_LISTING_:
═══

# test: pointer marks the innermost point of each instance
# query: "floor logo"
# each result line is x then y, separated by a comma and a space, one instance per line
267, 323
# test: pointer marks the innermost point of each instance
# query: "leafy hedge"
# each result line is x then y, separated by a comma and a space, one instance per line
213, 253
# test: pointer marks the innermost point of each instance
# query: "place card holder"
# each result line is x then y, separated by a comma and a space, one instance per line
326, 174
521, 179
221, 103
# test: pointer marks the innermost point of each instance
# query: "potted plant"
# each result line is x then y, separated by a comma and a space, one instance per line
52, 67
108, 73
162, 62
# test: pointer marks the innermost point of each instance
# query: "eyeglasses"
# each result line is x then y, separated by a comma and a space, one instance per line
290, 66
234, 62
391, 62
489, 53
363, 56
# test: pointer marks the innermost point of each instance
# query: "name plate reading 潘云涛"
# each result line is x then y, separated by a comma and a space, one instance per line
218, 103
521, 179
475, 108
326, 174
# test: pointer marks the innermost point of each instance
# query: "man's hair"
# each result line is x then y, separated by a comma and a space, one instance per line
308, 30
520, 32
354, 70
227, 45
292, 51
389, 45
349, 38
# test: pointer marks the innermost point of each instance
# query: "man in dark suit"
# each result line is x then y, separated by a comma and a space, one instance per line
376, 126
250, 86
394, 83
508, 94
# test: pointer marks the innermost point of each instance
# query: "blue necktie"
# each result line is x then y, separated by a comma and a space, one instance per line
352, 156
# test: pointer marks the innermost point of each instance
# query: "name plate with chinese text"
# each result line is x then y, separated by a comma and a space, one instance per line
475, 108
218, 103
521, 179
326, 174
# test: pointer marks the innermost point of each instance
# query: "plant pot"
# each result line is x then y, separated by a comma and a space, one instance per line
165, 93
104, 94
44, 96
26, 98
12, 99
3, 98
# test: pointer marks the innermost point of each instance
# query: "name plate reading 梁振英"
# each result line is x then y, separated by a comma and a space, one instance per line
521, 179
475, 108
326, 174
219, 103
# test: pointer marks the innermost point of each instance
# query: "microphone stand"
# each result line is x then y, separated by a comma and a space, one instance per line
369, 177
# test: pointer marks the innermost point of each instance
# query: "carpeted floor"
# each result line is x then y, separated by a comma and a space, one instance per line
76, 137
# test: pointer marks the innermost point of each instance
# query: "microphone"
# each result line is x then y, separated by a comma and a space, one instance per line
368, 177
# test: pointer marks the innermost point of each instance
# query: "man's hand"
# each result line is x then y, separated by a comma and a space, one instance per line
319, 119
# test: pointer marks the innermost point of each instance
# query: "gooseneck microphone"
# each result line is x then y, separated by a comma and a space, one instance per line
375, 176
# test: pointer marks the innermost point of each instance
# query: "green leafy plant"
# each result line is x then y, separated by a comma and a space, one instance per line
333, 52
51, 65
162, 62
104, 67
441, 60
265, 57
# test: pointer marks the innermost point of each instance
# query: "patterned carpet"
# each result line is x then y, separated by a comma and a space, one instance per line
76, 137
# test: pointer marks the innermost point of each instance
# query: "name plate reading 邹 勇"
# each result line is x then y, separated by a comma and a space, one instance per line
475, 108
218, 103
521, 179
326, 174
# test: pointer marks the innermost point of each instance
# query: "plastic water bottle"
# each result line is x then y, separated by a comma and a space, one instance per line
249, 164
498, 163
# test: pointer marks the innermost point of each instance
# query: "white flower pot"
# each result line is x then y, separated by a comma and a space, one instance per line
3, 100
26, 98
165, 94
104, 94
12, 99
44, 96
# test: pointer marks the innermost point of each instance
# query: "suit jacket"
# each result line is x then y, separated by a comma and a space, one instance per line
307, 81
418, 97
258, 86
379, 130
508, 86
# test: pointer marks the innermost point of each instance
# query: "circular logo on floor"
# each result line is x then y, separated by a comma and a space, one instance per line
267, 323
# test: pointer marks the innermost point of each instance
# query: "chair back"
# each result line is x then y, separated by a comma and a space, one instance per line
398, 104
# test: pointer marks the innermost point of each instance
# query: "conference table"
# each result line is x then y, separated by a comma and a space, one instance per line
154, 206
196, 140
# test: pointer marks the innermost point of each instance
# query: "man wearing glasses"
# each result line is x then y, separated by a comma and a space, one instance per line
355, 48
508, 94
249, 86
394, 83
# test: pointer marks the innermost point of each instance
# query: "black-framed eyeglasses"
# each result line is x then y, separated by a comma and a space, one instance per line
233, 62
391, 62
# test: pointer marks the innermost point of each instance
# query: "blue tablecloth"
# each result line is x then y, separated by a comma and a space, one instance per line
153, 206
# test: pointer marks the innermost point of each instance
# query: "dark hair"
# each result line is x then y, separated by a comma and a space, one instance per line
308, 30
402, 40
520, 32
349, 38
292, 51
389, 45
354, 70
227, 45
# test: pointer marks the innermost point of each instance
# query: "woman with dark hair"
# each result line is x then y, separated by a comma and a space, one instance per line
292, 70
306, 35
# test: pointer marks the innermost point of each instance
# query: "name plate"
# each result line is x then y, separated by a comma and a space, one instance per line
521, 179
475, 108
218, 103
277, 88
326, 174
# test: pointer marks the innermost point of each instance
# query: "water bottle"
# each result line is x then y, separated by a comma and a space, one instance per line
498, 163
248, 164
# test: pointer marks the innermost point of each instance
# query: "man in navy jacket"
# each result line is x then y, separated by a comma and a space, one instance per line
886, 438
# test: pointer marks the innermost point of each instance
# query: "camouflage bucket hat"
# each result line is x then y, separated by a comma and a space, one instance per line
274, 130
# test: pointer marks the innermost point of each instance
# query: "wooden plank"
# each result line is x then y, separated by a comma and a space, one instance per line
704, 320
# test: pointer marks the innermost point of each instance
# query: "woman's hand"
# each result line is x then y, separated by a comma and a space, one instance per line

═══

_DIRECTIONS_: Please count the lines in the rows above that contain the string "suit", matching case exactly. Reply with only the number.

_WRITTEN RESPONSE_: 2